• Reading passage:
--- BEGIN ---
All of this actually makes it somewhat difficult for those on my team building PLINQ to compete with hand written programs.  That’s true of LINQ generally.  In fact, LINQ tends to be worse, because you string several enumerators together to form a query, often leading to even more overhead attributed to enumeration.  So you might reasonably wonder: if people care about performance, then why would they willingly start off 3X “in the hole” in hopes that they will eventually gain it back when they use machines with >= 4 cores?  It’s a completely fair criticism (although you must recall that everything I’m talking about is “pure overhead” and once you begin to have sizable computations in the per-element action it matters less and less).  We continually do a lot of work to try to recoup these costs.

There are actually many alternative enumeration models, and I think .NET needs to change direction in the future.  In addition to the overhead associated with the pattern, .NET’s enumeration pattern is a “pull” model (versus “push”), which makes it incredibly hard to tolerate blocking within calls to MoveNext.  Over time, I think we will need to pursue the push model more seriously.

I’ve thrown together a few different examples of alternative enumeration techniques.  To cut to the chase, here is a simple micro-benchmark test that enumerates over 1,000,000 elements 25 times, invoking an empty (non-inlineable) method for each element.  The per-element work here is quite small (although not empty) and so the results are a bit more extreme than a real workload would show:

For loop (int[])        739255 tcks     % of baseline

For loop (IList<int>)   7534609 tcks    1019.216%

ForEach loop (int[])    829617 tcks     112.2234%

int[] IEnumerator<int>  2152414 tcks    291.1599%

IEnumerator<int>        2062876 tcks    279.048%

IFastEnumerator<int>    1758992 tcks    237.9412%

IForEachable<int> [s]   1103745 tcks    149.305%

IForEachable<int> [i]   976742 tcks     132.1252%

IForEachable2<int>      957883 tcks     129.5741%

These are:

  • “For loop (int[])” is an ordinary for loop over the array directly.
  • “For loop (IList<int>)” is an ordinary for loop over the array’s IList<T> interface.
  • “ForEach loop (int[])” is an ordinary foreach loop over the array directly.
  • “int[] IEnumerator<int>” uses the array’s implementation of IEnumerator<T>.
  • “IEnumerator<int>” is a custom IEnumerator<T> implementation.
  • “IFastEnumerator<int>” is an implementation of new pull interface (defined below).
  • “IForEachable<int>” is an implementation of a new push interface (defined below) that uses delegates to represent the per-element action.  The only difference between the “[s]” and “[i]” variants are that the delegate is bound to a static method for “[s]” and an instance method for “[i]”.
--- END ---
• Exercises:
1. Return the stretch of the .NET enumeration text from "IForEachable<int> [i]   976742" through "for loop over the array directly.".
2. Answer these questions using the .NET enumeration text.
(a) How many elements does the micro-benchmark enumerate over, and how many times?
(b) Is .NET's enumeration pattern described as a "pull" model or a "push" model?
(c) In the "IForEachable<int>" variants, what is the delegate bound to for "[s]"?

• Recorded information:
--- BEGIN ---
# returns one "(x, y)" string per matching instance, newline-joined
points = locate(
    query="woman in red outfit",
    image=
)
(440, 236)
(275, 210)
--- END ---
• Response list:
1.
IForEachable<int> [i]   976742 tcks     132.1252%

IForEachable2<int>      957883 tcks     129.5741%

These are:

  • “For loop (int[])” is an ordinary for loop over the array directly.

2.
(a) 1,000,000 elements, 25 times.
(b) A "pull" model.
(c) A static method.